# Which Sedona Resort better for a honeymoon??



## BarCol (Feb 28, 2006)

Good morning all:

We have offered the use of one of our II timeshares to a co-worker for her honeymoon in late Septmber this year. As it will be an exchnge, they need to pick from available resorts and are recluctant to pick Florida and the carribean becasue of the hurricane issues. So they're thiinking Sedona - between Los Abrigados and the Sunterra Ridge at Sedona - both 1 bedroom units - which would you prefer.  As a couple they lilkely won't be cooking that many meals in house, they like exploring and walking/hiking around - for that reason I'm thinking Los Abrigados as it's closer to Uptown Sedona and (if I recall) right beside Talaqepaque..

What can they expect in Sedona for weather in late Septmber?????


----------



## riverdees05 (Feb 28, 2006)

*Good Time of Year*

We were there a couple of years ago in mid September and the weather was great.  Warm at day and cool at night.  I think it is a great time of the year to go to Sedona.  I don't have any input on the timeshare, either one I think would be fine.


----------



## PrairieGirl (Feb 28, 2006)

Given that you have indicated that cooking meals is NOT a priority - I would vote for Los Ab.  Sure the room might be "dark" to some people ( I love the Spanish style decor) but for your friends I'm sure the ability to walk uptown (youngish and fit I assume) go right next door to Talaquepaque and the VERY GOOD restaurants both there and on-site (I can give you details if you e mail me) PLUS the wonderful spa would clinch it for me.

- Requirements
Reproduce the Sedona honeymoon thread above word for word, in full.

- Material provided
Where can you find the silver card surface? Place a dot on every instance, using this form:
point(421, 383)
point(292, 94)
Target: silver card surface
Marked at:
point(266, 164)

- Output for this task
# Which Sedona Resort better for a honeymoon??



## BarCol (Feb 28, 2006)

Good morning all:

We have offered the use of one of our II timeshares to a co-worker for her honeymoon in late Septmber this year. As it will be an exchnge, they need to pick from available resorts and are recluctant to pick Florida and the carribean becasue of the hurricane issues. So they're thiinking Sedona - between Los Abrigados and the Sunterra Ridge at Sedona - both 1 bedroom units - which would you prefer.  As a couple they lilkely won't be cooking that many meals in house, they like exploring and walking/hiking around - for that reason I'm thinking Los Abrigados as it's closer to Uptown Sedona and (if I recall) right beside Talaqepaque..

What can they expect in Sedona for weather in late Septmber?????


----------



## riverdees05 (Feb 28, 2006)

*Good Time of Year*

We were there a couple of years ago in mid September and the weather was great.  Warm at day and cool at night.  I think it is a great time of the year to go to Sedona.  I don't have any input on the timeshare, either one I think would be fine.


----------



## PrairieGirl (Feb 28, 2006)

Given that you have indicated that cooking meals is NOT a priority - I would vote for Los Ab.  Sure the room might be "dark" to some people ( I love the Spanish style decor) but for your friends I'm sure the ability to walk uptown (youngish and fit I assume) go right next door to Talaquepaque and the VERY GOOD restaurants both there and on-site (I can give you details if you e mail me) PLUS the wonderful spa would clinch it for me.